[Text shown]
From October 1987 until October 1992 957 patients received renal transplants at the University of Pittsburgh. During this period 131 African-American patients were transplanted; 48 with FK 506 + prednisone. 13 with CyA + prednisone, 54 with CyA triple therapy, and 16 with FK 506-based triple therapy. The frequency of immunosuppression protocols was similarly distributed for white patients. The immunosuppression protocols and results of previous trials have been published elsewhere.4,5 The FK 506 doses used in these protocols are now believed to be excessive and led to nephrotoxicity and other side effects that have been minimized by lowering doses.6 Difference between mean values was evaluated using Student's t test or analysis of variance when appropriate. Cox regression modeling was used to evaluate the contribution of multiple factors on allograft survival.

[Information]
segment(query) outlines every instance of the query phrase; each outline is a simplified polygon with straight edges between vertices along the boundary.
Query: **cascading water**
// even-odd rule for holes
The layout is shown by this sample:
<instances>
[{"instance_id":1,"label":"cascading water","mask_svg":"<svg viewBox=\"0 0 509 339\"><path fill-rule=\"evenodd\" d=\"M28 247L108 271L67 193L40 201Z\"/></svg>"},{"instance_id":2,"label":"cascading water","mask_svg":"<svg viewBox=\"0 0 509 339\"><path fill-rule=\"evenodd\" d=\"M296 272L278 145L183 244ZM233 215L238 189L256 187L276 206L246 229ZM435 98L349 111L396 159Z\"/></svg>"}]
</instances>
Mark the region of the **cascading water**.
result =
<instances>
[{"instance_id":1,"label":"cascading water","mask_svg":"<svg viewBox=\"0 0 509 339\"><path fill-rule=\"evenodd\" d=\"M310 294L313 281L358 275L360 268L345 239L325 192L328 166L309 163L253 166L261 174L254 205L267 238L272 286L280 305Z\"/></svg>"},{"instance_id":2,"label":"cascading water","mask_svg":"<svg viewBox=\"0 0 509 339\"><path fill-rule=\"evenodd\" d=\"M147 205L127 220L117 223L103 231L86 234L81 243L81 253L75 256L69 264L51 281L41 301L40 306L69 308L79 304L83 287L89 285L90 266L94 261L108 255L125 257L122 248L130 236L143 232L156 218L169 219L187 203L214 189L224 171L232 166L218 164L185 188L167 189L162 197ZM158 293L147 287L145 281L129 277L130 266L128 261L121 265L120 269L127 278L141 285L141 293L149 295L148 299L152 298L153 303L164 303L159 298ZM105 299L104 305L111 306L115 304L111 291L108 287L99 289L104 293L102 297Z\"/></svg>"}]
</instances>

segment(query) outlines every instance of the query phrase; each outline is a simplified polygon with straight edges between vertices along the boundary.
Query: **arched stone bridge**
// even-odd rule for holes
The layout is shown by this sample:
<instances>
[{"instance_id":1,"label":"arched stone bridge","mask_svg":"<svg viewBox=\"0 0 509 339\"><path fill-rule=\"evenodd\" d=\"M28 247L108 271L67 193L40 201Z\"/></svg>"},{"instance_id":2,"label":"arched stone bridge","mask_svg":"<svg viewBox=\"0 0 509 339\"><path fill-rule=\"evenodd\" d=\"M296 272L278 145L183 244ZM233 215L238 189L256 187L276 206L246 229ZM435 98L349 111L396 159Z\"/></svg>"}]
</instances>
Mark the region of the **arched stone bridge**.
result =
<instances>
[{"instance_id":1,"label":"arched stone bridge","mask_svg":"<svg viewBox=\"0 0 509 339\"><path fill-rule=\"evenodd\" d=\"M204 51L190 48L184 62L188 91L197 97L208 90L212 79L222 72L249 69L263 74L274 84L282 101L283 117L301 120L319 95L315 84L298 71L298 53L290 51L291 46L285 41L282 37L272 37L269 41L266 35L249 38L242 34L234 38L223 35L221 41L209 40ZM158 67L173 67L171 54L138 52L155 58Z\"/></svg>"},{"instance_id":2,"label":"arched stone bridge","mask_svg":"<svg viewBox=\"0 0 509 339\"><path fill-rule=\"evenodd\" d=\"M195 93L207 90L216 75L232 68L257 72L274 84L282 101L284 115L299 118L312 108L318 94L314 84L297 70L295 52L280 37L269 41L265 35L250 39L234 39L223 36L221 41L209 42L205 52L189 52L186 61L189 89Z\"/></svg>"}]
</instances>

[Your assignment] Return the part of the renal transplant passage from "From October 1987" to "on allograft survival.", copied word for word.

[Answer below]
From October 1987 until October 1992 957 patients received renal transplants at the University of Pittsburgh. During this period 131 African-American patients were transplanted; 48 with FK 506 + prednisone. 13 with CyA + prednisone, 54 with CyA triple therapy, and 16 with FK 506-based triple therapy. The frequency of immunosuppression protocols was similarly distributed for white patients. The immunosuppression protocols and results of previous trials have been published elsewhere.4,5 The FK 506 doses used in these protocols are now believed to be excessive and led to nephrotoxicity and other side effects that have been minimized by lowering doses.6 Difference between mean values was evaluated using Student's t test or analysis of variance when appropriate. Cox regression modeling was used to evaluate the contribution of multiple factors on allograft survival.